→ **DOCUMENT**
+++++

[proofplan]
We prove the result locally along the base path and then concatenate the local solutions. On a subinterval where $\gamma$ lies in a trivializing [open set](/page/Open%20Set), a lift can be expressed uniquely by choosing a smooth local section and a smooth group-valued curve in the structure group. The horizontality condition becomes a first-order ordinary differential equation on $G$, whose local existence and uniqueness give a unique horizontal lift on that subinterval. Compactness of $[0,1]$ gives finitely many such subintervals, and uniqueness of the initial value problem makes the locally constructed lifts agree at the endpoints.
[/proofplan]
[step:Choose finitely many trivializing intervals along the path]
For each $t\in[0,1]$, choose an open neighbourhood $U_t\subset M$ of $\gamma(t)$ over which $P$ admits a smooth local section
\begin{align*}
s_t:U_t\to P.

+++++

→ **DATA TO PROCESS**
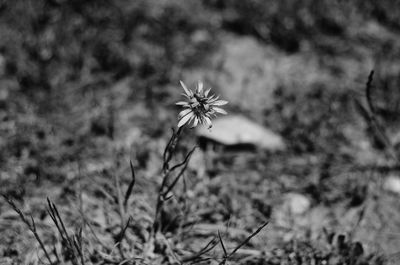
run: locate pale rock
[383,176,400,195]
[196,115,285,151]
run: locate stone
[196,114,285,151]
[383,175,400,195]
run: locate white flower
[176,81,228,128]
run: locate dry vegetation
[0,0,400,265]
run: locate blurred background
[0,0,400,264]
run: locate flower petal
[192,117,199,128]
[179,81,193,97]
[212,100,228,106]
[204,116,212,129]
[212,107,228,115]
[196,81,203,94]
[178,109,192,119]
[204,87,211,97]
[175,101,189,106]
[178,112,194,128]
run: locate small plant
[176,81,228,128]
[3,81,268,265]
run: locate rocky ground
[0,0,400,264]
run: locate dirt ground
[0,0,400,265]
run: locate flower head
[176,81,228,128]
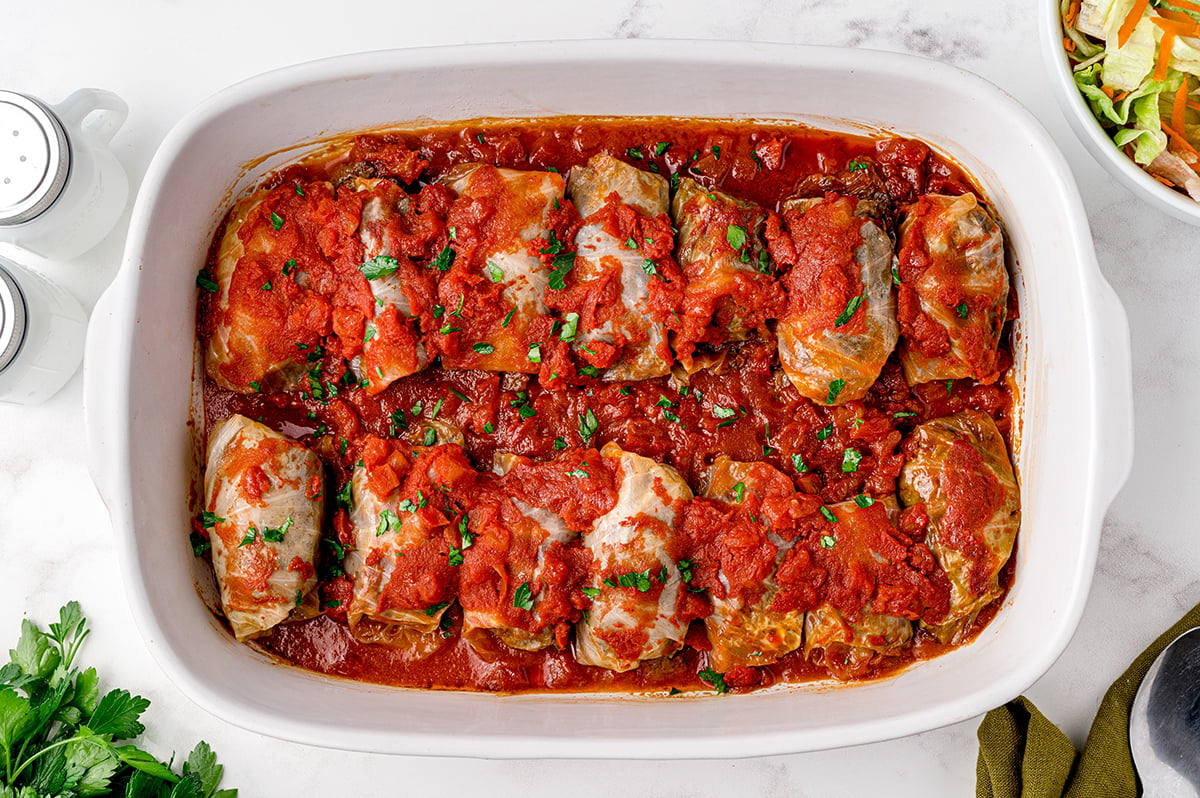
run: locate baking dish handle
[83,275,130,514]
[1093,277,1134,509]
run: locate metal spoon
[1129,626,1200,798]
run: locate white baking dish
[85,41,1133,758]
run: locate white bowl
[1038,0,1200,224]
[85,41,1133,758]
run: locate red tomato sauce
[197,119,1015,692]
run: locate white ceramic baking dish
[85,41,1133,758]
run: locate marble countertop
[0,0,1200,797]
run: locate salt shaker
[0,257,88,404]
[0,89,130,259]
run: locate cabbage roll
[436,163,565,373]
[804,496,949,679]
[575,443,691,672]
[206,184,345,394]
[556,154,678,380]
[896,189,1008,385]
[458,450,601,655]
[352,179,436,394]
[671,178,784,365]
[346,437,475,653]
[775,194,899,404]
[686,455,804,673]
[900,410,1021,642]
[204,415,324,640]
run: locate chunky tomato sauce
[198,120,1015,691]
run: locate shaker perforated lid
[0,258,25,372]
[0,90,71,227]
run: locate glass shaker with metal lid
[0,89,128,259]
[0,258,88,404]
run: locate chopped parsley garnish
[558,311,580,341]
[359,254,400,284]
[187,532,212,557]
[826,377,846,404]
[196,269,221,294]
[834,294,863,326]
[580,408,600,446]
[696,667,730,694]
[512,582,533,611]
[725,224,746,250]
[432,244,455,271]
[376,511,400,538]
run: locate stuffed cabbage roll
[804,496,949,679]
[198,182,348,394]
[685,455,804,673]
[775,194,899,404]
[204,415,324,640]
[346,437,475,653]
[575,443,691,672]
[552,154,682,380]
[451,450,604,655]
[671,178,784,365]
[350,179,436,394]
[896,189,1008,385]
[434,163,570,373]
[900,410,1021,642]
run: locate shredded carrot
[1159,122,1200,157]
[1062,0,1080,28]
[1171,78,1188,131]
[1117,0,1150,47]
[1153,30,1175,80]
[1150,17,1200,36]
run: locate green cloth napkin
[976,605,1200,798]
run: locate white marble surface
[0,0,1200,796]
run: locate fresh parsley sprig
[0,601,238,798]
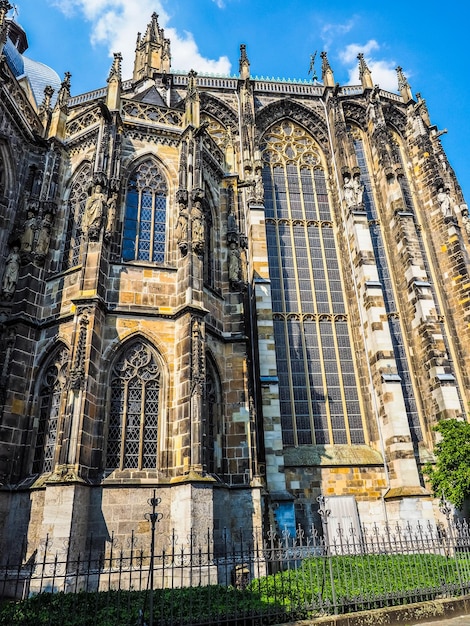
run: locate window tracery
[106,341,161,469]
[261,119,364,446]
[202,358,224,474]
[122,159,168,263]
[33,346,70,473]
[62,163,92,270]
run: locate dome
[23,56,62,105]
[3,24,61,105]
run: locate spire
[239,43,250,80]
[0,0,13,54]
[357,52,374,89]
[184,70,200,128]
[133,13,171,81]
[396,66,413,104]
[48,72,72,141]
[320,52,335,87]
[106,52,122,111]
[56,72,72,111]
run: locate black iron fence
[0,519,470,626]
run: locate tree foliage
[423,419,470,509]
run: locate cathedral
[0,0,470,558]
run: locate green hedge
[0,554,470,626]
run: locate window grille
[122,159,168,263]
[33,347,69,474]
[262,120,364,446]
[106,341,160,469]
[62,163,92,270]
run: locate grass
[0,554,470,626]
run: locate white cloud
[54,0,231,79]
[339,39,404,91]
[321,18,355,50]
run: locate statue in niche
[343,174,356,208]
[175,204,188,254]
[255,171,264,204]
[437,186,452,219]
[34,213,52,259]
[191,200,205,253]
[462,209,470,238]
[82,184,106,241]
[352,174,364,206]
[104,191,118,241]
[228,243,240,283]
[20,210,36,252]
[2,246,20,300]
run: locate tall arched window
[122,159,168,263]
[62,163,92,270]
[33,346,69,473]
[203,203,215,287]
[202,358,224,474]
[262,120,364,446]
[106,340,161,469]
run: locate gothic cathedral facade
[0,6,470,553]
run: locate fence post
[439,490,465,594]
[144,489,163,626]
[317,494,338,615]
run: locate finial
[357,52,374,89]
[308,50,318,83]
[0,0,13,53]
[56,72,72,108]
[40,85,54,111]
[320,52,335,87]
[185,70,200,128]
[106,52,122,111]
[133,12,171,81]
[108,52,122,83]
[239,43,250,79]
[396,66,413,103]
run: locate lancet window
[202,358,224,474]
[63,163,92,270]
[122,159,168,263]
[106,340,161,469]
[33,346,69,473]
[262,120,364,446]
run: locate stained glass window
[122,159,168,263]
[62,163,92,270]
[33,347,69,473]
[263,121,364,446]
[106,341,160,469]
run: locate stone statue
[352,174,364,206]
[228,243,240,283]
[2,246,20,300]
[34,213,52,259]
[20,211,36,252]
[175,204,188,254]
[462,209,470,238]
[191,201,205,253]
[437,187,452,219]
[104,191,118,241]
[343,174,356,208]
[255,172,264,204]
[82,185,106,240]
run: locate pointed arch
[256,98,330,155]
[202,354,225,475]
[32,343,70,474]
[121,155,168,263]
[62,161,93,270]
[260,116,365,446]
[105,336,162,470]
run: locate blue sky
[14,0,470,203]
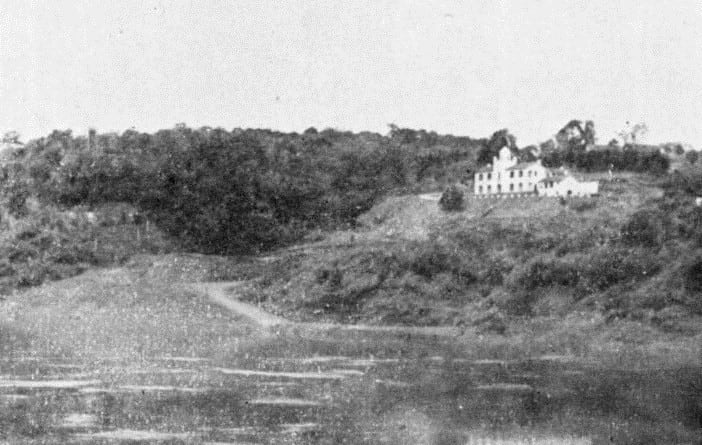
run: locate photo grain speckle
[0,0,702,445]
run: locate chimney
[88,128,97,150]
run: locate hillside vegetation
[0,121,702,331]
[241,170,702,333]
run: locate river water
[0,334,702,444]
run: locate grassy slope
[238,170,702,355]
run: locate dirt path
[193,281,288,328]
[191,281,462,336]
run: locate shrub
[568,198,597,212]
[439,185,465,212]
[516,259,580,290]
[402,242,477,285]
[683,256,702,293]
[581,249,661,291]
[621,210,663,247]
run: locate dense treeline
[543,147,670,175]
[3,125,485,253]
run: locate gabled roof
[507,161,541,170]
[539,175,566,182]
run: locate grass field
[0,255,702,445]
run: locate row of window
[478,182,532,193]
[478,170,548,181]
[478,170,554,181]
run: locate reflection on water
[0,348,702,445]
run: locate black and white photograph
[0,0,702,445]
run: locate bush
[401,242,477,285]
[568,198,597,212]
[581,248,661,291]
[516,259,580,290]
[683,256,702,293]
[621,210,663,247]
[439,185,465,212]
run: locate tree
[439,185,464,212]
[685,150,700,164]
[617,121,648,145]
[556,119,595,151]
[0,131,22,145]
[478,128,519,165]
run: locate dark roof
[539,174,566,182]
[507,161,539,170]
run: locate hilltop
[0,121,702,333]
[236,174,702,335]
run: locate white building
[473,147,599,197]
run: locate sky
[0,0,702,148]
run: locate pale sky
[0,0,702,148]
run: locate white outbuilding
[473,147,599,197]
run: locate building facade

+++++

→ **TASKS FOR THIS EXERCISE**
1) From the records, render every line between the one holding "run: locate white marble surface" and the one holding "[321,18,355,50]", inclusive, as a Markdown table with the columns Row and Line, skipping blank lines. Include no images in your answer.
2) Pick up the proof on horizontal lifts of a path and write the next part.

→ **ANSWERS FOR THIS EXERCISE**
1)
| Row | Line |
|---|---|
| 1 | run: locate white marble surface |
| 2 | [0,0,1200,796] |
| 3 | run: locate fresh parsley sprig |
| 4 | [0,601,238,798] |
| 5 | run: locate window tracery |
| 6 | [106,341,161,469] |
| 7 | [261,119,364,446] |
| 8 | [202,358,224,474] |
| 9 | [122,159,168,263] |
| 10 | [33,346,70,473] |
| 11 | [62,163,92,270] |
| 12 | run: locate dome |
| 13 | [23,56,62,105] |
| 14 | [3,24,61,105] |
| 15 | run: locate spire |
| 16 | [239,43,250,80] |
| 17 | [0,0,13,54] |
| 18 | [357,52,374,89] |
| 19 | [184,70,200,128] |
| 20 | [133,13,171,81] |
| 21 | [396,66,413,104] |
| 22 | [48,72,72,141] |
| 23 | [320,52,335,87] |
| 24 | [106,52,122,111] |
| 25 | [56,72,72,111] |
| 26 | run: locate black iron fence |
| 27 | [0,519,470,626] |
| 28 | run: locate tree foliage |
| 29 | [423,419,470,509] |
| 30 | run: locate cathedral |
| 31 | [0,0,470,558] |
| 32 | run: locate green hedge |
| 33 | [0,554,470,626] |
| 34 | run: locate window grille |
| 35 | [122,159,168,263] |
| 36 | [33,347,69,474] |
| 37 | [262,120,364,446] |
| 38 | [106,341,160,469] |
| 39 | [62,163,92,270] |
| 40 | run: locate grass |
| 41 | [0,554,470,626] |
| 42 | run: locate white cloud |
| 43 | [54,0,231,79] |
| 44 | [339,39,404,91] |
| 45 | [321,18,355,50] |

2)
\end{align*}
Since $\gamma$ is continuous, the sets $\gamma^{-1}(U_t)\subset[0,1]$ form an open cover of $[0,1]$. By the [Lebesgue Number Lemma](/theorems/952) for the compact [metric space](/page/Metric%20Space) $[0,1]$, applied to this open cover, there is a number $\delta>0$ such that every subset of $[0,1]$ with diameter less than $\delta$ is contained in some member of this cover. Choose a subdivision
\begin{align*}
0=t_0<t_1<\cdots<t_N=1
\end{align*}
with $t_j-t_{j-1}<\delta$ for every $j\in\{1,\dots,N\}$. Since the closed interval $[t_{j-1},t_j]$ has diameter $t_j-t_{j-1}$ in the Euclidean metric on $[0,1]$, each such interval is contained in one member of the cover. Then, for each $j\in\{1,\dots,N\}$, choose an open set $U_j\subset M$ with smooth local section
\begin{align*}
s_j:U_j\to P
\end{align*}
such that
\begin{align*}
\gamma([t_{j-1},t_j])\subset U_j.
\end{align*}
For each $j$, define the local connection form
\begin{align*}
A_j:TU_j\to\mathfrak{g}
\end{align*}
by
\begin{align*}
A_j=(s_j)^*\omega.
\end{align*}
Thus, for $x\in U_j$ and $v\in T_xU_j$,
\begin{align*}
A_j(x)(v)=\omega_{s_j(x)}((ds_j)_x(v)).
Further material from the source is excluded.